#### Problem to solve
Look below for lines that hold the string "TARGET" and copy each one.

#### Available records
···

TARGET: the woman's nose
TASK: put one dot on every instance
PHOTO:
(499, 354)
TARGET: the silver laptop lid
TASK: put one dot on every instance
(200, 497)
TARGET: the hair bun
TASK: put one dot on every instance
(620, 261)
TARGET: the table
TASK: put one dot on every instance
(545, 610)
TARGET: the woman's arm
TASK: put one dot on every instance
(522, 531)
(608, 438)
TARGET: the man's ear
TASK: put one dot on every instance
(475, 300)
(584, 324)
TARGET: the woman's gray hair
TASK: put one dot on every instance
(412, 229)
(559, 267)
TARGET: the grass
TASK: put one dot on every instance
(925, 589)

···

#### Answer to this exercise
TARGET: the woman's nose
TARGET: the silver laptop lid
TARGET: the hair bun
TARGET: the table
TARGET: the woman's arm
TARGET: the man's ear
TARGET: the woman's gray hair
TARGET: the grass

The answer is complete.